### RECORD LIST
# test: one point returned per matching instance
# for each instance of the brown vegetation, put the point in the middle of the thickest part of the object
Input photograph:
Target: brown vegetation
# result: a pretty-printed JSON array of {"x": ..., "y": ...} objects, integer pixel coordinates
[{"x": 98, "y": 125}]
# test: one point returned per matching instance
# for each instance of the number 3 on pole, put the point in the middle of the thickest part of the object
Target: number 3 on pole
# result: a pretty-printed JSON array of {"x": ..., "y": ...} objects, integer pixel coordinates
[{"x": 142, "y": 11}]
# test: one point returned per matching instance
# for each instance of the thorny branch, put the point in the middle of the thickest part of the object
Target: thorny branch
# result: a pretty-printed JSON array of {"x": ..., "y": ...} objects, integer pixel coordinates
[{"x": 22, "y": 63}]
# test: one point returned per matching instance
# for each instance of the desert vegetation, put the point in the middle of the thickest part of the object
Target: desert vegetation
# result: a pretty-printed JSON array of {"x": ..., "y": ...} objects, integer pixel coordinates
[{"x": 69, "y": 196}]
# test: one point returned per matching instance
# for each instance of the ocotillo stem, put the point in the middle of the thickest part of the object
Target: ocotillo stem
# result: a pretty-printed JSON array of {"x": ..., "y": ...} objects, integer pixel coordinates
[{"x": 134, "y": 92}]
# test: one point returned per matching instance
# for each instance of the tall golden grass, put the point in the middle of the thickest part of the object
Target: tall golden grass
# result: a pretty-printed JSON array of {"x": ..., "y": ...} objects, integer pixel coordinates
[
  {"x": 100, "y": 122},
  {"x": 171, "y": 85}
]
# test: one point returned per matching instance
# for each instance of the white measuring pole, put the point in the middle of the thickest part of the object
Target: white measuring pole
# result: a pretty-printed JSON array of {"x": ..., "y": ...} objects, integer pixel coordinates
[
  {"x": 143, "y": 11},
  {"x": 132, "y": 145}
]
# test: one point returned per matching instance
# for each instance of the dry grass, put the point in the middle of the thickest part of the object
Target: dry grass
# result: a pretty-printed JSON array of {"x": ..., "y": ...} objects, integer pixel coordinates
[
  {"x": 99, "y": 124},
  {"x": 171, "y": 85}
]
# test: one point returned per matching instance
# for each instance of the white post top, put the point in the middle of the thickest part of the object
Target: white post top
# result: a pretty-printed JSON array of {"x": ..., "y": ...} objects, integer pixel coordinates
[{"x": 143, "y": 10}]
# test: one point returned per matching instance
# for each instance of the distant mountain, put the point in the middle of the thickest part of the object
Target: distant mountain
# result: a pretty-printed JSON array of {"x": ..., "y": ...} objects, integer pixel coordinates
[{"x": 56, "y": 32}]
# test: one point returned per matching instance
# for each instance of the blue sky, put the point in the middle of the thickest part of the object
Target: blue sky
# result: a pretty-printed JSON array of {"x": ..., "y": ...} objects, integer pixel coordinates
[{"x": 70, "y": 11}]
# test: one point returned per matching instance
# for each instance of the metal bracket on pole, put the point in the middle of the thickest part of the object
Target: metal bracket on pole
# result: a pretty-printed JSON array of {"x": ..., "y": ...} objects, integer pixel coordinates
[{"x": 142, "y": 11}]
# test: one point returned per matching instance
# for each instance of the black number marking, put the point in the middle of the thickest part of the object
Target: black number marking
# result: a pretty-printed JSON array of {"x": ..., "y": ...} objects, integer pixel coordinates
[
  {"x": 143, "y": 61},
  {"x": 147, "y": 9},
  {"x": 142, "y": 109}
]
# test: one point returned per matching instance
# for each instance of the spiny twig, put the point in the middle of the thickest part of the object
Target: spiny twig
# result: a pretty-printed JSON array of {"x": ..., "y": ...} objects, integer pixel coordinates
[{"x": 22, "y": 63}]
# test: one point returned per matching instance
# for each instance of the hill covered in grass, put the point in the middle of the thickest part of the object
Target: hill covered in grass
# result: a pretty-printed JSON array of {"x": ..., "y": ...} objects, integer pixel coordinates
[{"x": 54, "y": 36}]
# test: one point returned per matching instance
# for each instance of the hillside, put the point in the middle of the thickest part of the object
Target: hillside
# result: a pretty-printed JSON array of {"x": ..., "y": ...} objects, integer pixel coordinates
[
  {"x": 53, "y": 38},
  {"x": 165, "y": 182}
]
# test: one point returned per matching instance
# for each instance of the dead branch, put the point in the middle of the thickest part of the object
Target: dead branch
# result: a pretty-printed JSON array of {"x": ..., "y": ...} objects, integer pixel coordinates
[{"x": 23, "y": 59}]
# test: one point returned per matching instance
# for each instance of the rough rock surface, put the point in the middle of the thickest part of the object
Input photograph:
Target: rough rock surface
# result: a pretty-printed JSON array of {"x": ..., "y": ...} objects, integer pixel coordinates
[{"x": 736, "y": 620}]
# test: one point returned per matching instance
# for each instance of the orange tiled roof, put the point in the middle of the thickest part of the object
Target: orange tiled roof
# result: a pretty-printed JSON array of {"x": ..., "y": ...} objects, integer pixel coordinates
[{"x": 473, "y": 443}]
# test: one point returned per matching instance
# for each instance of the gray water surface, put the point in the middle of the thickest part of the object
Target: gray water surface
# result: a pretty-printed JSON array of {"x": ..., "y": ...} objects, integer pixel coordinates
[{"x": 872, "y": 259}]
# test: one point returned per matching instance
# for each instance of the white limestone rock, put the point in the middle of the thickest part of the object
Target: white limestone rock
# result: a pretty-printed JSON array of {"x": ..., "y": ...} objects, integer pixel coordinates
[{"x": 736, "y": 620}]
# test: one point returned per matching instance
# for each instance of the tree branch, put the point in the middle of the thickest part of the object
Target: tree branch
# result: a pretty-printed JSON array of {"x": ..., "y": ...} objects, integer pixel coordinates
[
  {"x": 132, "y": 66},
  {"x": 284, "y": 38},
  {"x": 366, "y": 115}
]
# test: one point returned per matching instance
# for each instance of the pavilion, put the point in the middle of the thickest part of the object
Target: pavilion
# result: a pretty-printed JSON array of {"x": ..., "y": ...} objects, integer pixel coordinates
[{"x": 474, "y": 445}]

### YOUR TASK
Retype all of the material above with every character intact.

### TASK OUTPUT
# test: one point returned per matching instance
# for each instance of the brown vegetation, put the point in the middle of the thickest part of the object
Input photograph:
Target: brown vegetation
# result: a pretty-printed JSON array of {"x": ..., "y": ...} objects, integer pixel coordinates
[{"x": 98, "y": 125}]
# test: one point returned per matching instance
# for each instance of the number 3 on pole, put the point in the middle of the thickest part of the object
Target: number 3 on pole
# result: a pretty-printed JSON array of {"x": ..., "y": ...} objects, integer pixel coordinates
[{"x": 142, "y": 11}]
# test: one point returned per matching instance
# for each instance of the thorny branch, put the point in the middle of the thickest part of the object
Target: thorny branch
# result: a pretty-printed JSON array of {"x": ..., "y": ...} objects, integer pixel coordinates
[{"x": 22, "y": 63}]
# test: one point returned per matching instance
# for each instance of the desert vegetation, put the point in the middle of the thickest part of the object
Target: desert vegetation
# result: a pretty-printed JSON array of {"x": ..., "y": ...} objects, integer pixel coordinates
[{"x": 69, "y": 196}]
# test: one point returned per matching instance
# for each instance of the ocotillo stem, put the point in the middle of the thickest part of the object
Target: ocotillo stem
# result: a pretty-printed JSON array of {"x": ..., "y": ...} objects, integer pixel coordinates
[{"x": 134, "y": 92}]
# test: one point returned per matching instance
# for each instance of the tall golden grass, put the point in the middle of the thickest part of the object
Target: tall golden grass
# result: a pretty-printed JSON array of {"x": ..., "y": ...} objects, integer pixel coordinates
[
  {"x": 100, "y": 122},
  {"x": 171, "y": 85}
]
# test: one point returned per matching instance
# for each instance of the white measuring pole, put the point in the middle of the thickest part of the object
Target: white measuring pole
# result: a pretty-printed JSON array of {"x": ..., "y": ...} objects, integer pixel coordinates
[
  {"x": 143, "y": 11},
  {"x": 132, "y": 145}
]
# test: one point returned per matching instance
# for each instance of the dry grass, put the point in the middle of the thickest part of the object
Target: dry grass
# result: a pretty-printed JSON array of {"x": ..., "y": ...} objects, integer pixel coordinates
[
  {"x": 99, "y": 124},
  {"x": 171, "y": 85}
]
# test: one point returned per matching instance
# for each instance of the white post top, put the point in the middle of the thickest part of the object
Target: white post top
# result: a pretty-printed JSON array of {"x": ..., "y": ...} objects, integer pixel coordinates
[{"x": 143, "y": 10}]
# test: one point returned per matching instance
# for each instance of the distant mountain, put the point in the middle of the thickest part of the object
Target: distant mountain
# result: a pretty-printed JSON array of {"x": ..., "y": ...} objects, integer pixel coordinates
[{"x": 56, "y": 32}]
# test: one point returned per matching instance
# for each instance of the blue sky, put the point in the middle of the thickest part of the object
Target: blue sky
# result: a pretty-printed JSON array of {"x": ..., "y": ...} objects, integer pixel coordinates
[{"x": 70, "y": 11}]
# test: one point returned per matching instance
# for each instance of the metal bracket on pole, put the point in the middle of the thickest part of the object
Target: metal bracket on pole
# result: a pretty-printed JSON array of {"x": ..., "y": ...} objects, integer pixel coordinates
[{"x": 142, "y": 11}]
# test: one point returned per matching instance
# for each instance of the black number marking, put the point in the middle of the thickest part of the object
Target: black number marking
# result: a pretty-printed JSON array of {"x": ..., "y": ...} objects, integer pixel coordinates
[
  {"x": 143, "y": 61},
  {"x": 147, "y": 9},
  {"x": 142, "y": 109}
]
# test: one point returned per matching instance
# for each instance of the spiny twig, put the point in the middle of the thickest part of the object
Target: spiny twig
# result: a pretty-printed JSON array of {"x": ..., "y": ...} objects, integer pixel coordinates
[{"x": 22, "y": 63}]
# test: one point returned per matching instance
# for each instance of the hill covered in grass, put the point in the middle of the thickest part of the object
Target: hill covered in grass
# result: a pretty-printed JSON array of {"x": ..., "y": ...} objects, integer pixel coordinates
[{"x": 54, "y": 36}]
# test: one point returned per matching instance
# for each instance of the hillside, put the point in the middle of the thickest part of the object
Target: hillside
# result: a pretty-printed JSON array of {"x": ..., "y": ...} objects, integer pixel coordinates
[
  {"x": 53, "y": 38},
  {"x": 165, "y": 182}
]
# test: one point returned per matching instance
# for each instance of the dead branch, put the point in the middle of the thickest part of the object
Target: dead branch
# result: a pretty-printed JSON array of {"x": ..., "y": ...} objects, integer pixel coordinates
[{"x": 23, "y": 59}]
# test: one point returned per matching instance
# for each instance of the rough rock surface, put the point in the middle of the thickest part of the object
Input photograph:
Target: rough rock surface
# result: a pretty-printed JSON array of {"x": ..., "y": ...} objects, integer pixel coordinates
[{"x": 736, "y": 620}]
# test: one point returned per matching instance
# for each instance of the orange tiled roof, put the point in the middle of the thickest part of the object
Target: orange tiled roof
# result: a pretty-printed JSON array of {"x": ..., "y": ...} objects, integer pixel coordinates
[{"x": 473, "y": 443}]
# test: one point returned per matching instance
# for each instance of the gray water surface, put the point in the middle of the thickest part of the object
Target: gray water surface
# result: a pretty-printed JSON array of {"x": ..., "y": ...} objects, integer pixel coordinates
[{"x": 872, "y": 259}]
# test: one point returned per matching instance
# for each instance of the white limestone rock, put the point in the middle of the thickest part of the object
Target: white limestone rock
# result: a pretty-printed JSON array of {"x": ..., "y": ...} objects, integer pixel coordinates
[{"x": 736, "y": 620}]
# test: one point returned per matching instance
# for each instance of the tree branch, put the point in the middle of the thickest part of the object
Target: tree branch
# result: a pretty-printed JSON array of {"x": ..., "y": ...} objects, integer pixel coordinates
[
  {"x": 132, "y": 66},
  {"x": 284, "y": 38},
  {"x": 366, "y": 115}
]
# test: one point returned per matching instance
# for each instance of the pavilion, put the point in the middle of the thickest part of the object
Target: pavilion
# result: a pretty-printed JSON array of {"x": ..., "y": ...} objects, integer pixel coordinates
[{"x": 474, "y": 445}]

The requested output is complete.